= Device file =

Interface to device driver that appears in filesystem

In Unix-like operating systems, a device file, device node, or special file is an interface to a device driver that appears in a file system as if it were an ordinary file. There are also special files in DOS, OS/2, and Windows. These special files allow an application program to interact with a device by using its device driver via standard input/output system calls. Using standard system calls simplifies many programming tasks, and leads to consistent user-space I/O mechanisms regardless of device features and functions.

==Overview==
Device files usually provide simple interfaces to standard devices (such as printers and serial ports), but can also be used to access specific unique resources on those devices, such as disk partitions. Additionally, device files are useful for accessing system resources that have no connection with any actual device, such as data sinks and random number generators.

There are two general kinds of device files in Unix-like operating systems, known as character special files and block special files. The difference between them lies in how much data is read and written by the operating system and hardware. These together can be called device special files in contrast to named pipes, which are not connected to a device but are not ordinary files either.

MS-DOS borrowed the concept of special files from Unix but renamed them devices. Because early versions of MS-DOS did not support a directory hierarchy, devices were distinguished from regular files by making their names reserved words that cannot be used as folder or file names; for example: the word CON is a reserved word. These were chosen for a degree of compatibility with CP/M and are still present in modern Windows for backwards compatibility. Names are not case-sensitive, so "con", "Con", and "CON" are all invalid names.

In Windows XP, entering "Con" into the Run command returns the error message, "This file does not have a program associated with it for performing this action. Create an association in the Folder Options control panel." Attempting to rename any file or folder using a reserved name silently reverts the file or folder to its previous name (or "New Folder", "New Text Document", etc.), with no notification or error message. In Windows Vista and later, attempting to use a reserved name for a file or folder brings up an error message saying, "The specified device name is invalid."

In some Unix-like systems, most device files are managed as part of a virtual file system traditionally mounted at /dev, possibly associated with a controlling daemon, which monitors hardware addition and removal at run time, making corresponding changes to the device file system if that's not automatically done by the kernel, and possibly invoking scripts in system or user space to handle special device needs. The FreeBSD, DragonFly BSD and Darwin have a dedicated file system devfs; device nodes are managed automatically by this file system, in kernel space. Linux used to have a similar devfs implementation, but it was abandoned later, and then removed since version 2.6.17; Linux now primarily uses a user space implementation known as udev, but there are many variants.

In Unix systems which support chroot process isolation, such as Solaris Containers, typically each chroot environment needs its own /dev; these mount points will be visible on the host OS at various nodes in the global file system tree. By restricting the device nodes populated into chroot instances of /dev, hardware isolation can be enforced by the chroot environment (a program can not meddle with hardware that it can neither see nor name—an even stronger form of access control than Unix file system permissions).

MS-DOS managed hardware device contention (see terminate-and-stay-resident program) by making each device file exclusive open. An application attempting to access a device already in use would discover itself unable to open the device file node. A variety of device driver semantics are implemented in Unix and Linux concerning concurrent access.

==Unix and Unix-like systems==

A simplified structure of the Linux kernel. File systems are implemented as part of the I/O subsystem.

▸ REQUIRED WORK
- a) What user space implementation does Linux now primarily use to manage device files, according to the device file text?
- b) Quote the device file text word for word from "MS-DOS managed hardware" up to and including "the I/O subsystem.".

▸ DATASET CONTENT
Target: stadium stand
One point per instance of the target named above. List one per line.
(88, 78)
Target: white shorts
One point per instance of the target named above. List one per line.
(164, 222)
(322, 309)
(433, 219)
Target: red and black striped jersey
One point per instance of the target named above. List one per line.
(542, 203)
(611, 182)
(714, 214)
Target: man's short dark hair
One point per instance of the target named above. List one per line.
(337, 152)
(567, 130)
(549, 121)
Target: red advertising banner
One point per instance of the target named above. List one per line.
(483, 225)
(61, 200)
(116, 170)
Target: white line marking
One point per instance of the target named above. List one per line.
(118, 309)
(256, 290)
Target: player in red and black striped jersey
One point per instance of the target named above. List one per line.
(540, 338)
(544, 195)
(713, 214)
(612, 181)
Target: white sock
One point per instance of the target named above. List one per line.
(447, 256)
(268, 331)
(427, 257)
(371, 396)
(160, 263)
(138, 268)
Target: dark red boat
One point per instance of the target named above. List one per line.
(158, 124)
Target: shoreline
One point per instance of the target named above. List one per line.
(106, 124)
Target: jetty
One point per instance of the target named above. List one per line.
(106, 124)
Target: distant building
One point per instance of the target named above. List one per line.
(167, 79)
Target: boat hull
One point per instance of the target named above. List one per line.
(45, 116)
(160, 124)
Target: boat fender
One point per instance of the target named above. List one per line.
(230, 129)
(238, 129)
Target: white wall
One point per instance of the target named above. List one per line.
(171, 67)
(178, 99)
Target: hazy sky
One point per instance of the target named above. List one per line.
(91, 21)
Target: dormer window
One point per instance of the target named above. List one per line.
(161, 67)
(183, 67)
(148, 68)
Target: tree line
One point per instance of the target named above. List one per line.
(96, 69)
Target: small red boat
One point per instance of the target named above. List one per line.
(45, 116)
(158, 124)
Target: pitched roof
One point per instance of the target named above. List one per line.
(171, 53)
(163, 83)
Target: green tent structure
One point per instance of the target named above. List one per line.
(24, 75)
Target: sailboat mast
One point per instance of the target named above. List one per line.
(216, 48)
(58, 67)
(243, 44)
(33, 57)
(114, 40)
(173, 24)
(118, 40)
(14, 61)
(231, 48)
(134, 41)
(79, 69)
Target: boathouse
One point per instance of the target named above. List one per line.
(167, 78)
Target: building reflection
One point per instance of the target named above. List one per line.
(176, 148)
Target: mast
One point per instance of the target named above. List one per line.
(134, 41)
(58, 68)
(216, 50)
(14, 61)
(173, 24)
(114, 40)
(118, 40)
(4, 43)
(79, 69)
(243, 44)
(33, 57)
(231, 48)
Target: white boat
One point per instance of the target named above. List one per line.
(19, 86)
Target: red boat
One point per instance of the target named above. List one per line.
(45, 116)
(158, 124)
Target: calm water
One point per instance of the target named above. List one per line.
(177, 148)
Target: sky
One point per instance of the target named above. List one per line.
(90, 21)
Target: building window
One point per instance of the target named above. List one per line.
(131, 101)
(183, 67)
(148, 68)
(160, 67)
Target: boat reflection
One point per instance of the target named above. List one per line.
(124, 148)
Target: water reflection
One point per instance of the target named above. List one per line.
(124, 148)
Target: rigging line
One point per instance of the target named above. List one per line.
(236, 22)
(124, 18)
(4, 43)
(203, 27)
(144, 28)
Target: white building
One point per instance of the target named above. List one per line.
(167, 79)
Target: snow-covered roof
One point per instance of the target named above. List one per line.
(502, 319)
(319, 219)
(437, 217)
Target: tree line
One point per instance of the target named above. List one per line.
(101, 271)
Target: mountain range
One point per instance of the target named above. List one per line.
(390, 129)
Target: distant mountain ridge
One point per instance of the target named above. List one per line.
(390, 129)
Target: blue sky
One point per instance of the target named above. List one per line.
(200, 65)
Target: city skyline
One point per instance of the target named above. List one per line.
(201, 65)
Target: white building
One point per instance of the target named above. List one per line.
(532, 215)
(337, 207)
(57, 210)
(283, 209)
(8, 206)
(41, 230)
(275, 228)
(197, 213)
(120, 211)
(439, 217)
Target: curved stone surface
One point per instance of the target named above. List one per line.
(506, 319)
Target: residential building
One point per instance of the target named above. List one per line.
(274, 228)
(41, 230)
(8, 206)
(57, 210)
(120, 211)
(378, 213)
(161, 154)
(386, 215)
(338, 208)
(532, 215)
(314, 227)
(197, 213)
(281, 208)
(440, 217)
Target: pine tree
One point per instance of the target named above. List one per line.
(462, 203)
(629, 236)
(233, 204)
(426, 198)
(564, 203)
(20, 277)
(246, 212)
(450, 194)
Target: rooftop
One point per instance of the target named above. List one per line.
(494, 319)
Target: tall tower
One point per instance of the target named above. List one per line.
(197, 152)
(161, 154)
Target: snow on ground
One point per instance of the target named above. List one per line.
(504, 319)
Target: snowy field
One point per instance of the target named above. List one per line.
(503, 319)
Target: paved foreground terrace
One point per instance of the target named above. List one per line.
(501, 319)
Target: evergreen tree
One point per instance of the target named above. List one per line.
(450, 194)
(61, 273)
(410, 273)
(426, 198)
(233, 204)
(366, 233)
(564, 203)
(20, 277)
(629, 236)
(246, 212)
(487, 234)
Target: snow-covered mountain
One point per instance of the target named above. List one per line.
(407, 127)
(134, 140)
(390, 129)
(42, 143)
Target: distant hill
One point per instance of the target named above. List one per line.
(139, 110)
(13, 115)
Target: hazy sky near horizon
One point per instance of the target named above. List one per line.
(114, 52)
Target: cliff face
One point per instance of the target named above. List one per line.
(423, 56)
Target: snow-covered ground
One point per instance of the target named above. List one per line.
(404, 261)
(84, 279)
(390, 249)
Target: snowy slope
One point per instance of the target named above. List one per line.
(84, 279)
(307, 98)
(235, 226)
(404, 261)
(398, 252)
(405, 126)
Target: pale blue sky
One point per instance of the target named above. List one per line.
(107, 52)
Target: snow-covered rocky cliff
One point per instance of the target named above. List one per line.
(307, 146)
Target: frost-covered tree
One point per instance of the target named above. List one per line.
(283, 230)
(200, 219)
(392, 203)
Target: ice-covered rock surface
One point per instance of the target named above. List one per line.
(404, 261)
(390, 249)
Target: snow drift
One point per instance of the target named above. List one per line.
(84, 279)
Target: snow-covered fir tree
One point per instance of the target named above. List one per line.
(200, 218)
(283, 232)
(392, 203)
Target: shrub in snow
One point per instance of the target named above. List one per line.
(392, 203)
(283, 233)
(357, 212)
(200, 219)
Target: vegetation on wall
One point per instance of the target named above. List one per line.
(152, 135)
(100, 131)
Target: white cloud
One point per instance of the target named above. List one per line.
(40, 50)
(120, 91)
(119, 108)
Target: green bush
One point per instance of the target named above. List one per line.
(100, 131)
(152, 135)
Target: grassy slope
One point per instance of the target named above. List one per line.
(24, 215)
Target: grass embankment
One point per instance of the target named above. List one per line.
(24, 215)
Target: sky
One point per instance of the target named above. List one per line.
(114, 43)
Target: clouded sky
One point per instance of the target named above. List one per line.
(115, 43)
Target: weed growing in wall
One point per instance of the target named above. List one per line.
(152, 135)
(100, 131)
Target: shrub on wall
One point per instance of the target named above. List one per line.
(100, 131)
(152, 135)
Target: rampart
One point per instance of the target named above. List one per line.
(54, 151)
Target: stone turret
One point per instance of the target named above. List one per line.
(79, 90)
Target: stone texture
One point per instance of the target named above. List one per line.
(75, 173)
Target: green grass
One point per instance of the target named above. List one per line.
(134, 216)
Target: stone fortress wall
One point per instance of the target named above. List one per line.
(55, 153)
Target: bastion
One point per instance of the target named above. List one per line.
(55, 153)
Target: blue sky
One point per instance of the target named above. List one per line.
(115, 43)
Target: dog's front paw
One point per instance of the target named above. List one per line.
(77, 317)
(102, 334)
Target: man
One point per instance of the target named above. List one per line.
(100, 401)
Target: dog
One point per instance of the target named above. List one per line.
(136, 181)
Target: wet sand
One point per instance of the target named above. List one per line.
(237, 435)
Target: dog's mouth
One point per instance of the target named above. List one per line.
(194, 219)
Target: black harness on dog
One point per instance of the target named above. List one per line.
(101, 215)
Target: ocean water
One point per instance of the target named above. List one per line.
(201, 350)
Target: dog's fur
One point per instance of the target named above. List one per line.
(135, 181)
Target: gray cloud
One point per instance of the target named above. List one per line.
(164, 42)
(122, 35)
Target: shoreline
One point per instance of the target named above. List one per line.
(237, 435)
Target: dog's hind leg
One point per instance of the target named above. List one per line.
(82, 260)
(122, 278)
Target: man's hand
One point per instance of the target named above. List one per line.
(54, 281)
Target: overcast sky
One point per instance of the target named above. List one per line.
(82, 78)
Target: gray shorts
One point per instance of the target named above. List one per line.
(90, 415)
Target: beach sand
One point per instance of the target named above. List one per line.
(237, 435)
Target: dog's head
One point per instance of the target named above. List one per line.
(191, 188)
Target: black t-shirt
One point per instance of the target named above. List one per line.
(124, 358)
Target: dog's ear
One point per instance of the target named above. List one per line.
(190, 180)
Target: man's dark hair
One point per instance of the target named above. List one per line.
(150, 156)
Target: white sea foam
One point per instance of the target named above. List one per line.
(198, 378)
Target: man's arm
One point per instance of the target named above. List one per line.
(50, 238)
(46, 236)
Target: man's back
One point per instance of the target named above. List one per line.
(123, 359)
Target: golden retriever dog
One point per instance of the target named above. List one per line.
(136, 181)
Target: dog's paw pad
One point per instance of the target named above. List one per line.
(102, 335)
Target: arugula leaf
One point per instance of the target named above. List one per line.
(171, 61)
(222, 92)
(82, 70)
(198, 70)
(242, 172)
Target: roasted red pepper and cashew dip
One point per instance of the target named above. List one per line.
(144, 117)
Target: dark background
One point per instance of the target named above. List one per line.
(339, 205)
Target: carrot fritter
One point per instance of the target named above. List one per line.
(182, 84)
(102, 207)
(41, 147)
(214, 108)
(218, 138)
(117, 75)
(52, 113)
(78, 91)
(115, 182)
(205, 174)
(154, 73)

▸ FINAL ANSWERS
- a) Linux now primarily uses udev.

- b)
MS-DOS managed hardware device contention (see terminate-and-stay-resident program) by making each device file exclusive open. An application attempting to access a device already in use would discover itself unable to open the device file node. A variety of device driver semantics are implemented in Unix and Linux concerning concurrent access.

==Unix and Unix-like systems==

A simplified structure of the Linux kernel. File systems are implemented as part of the I/O subsystem.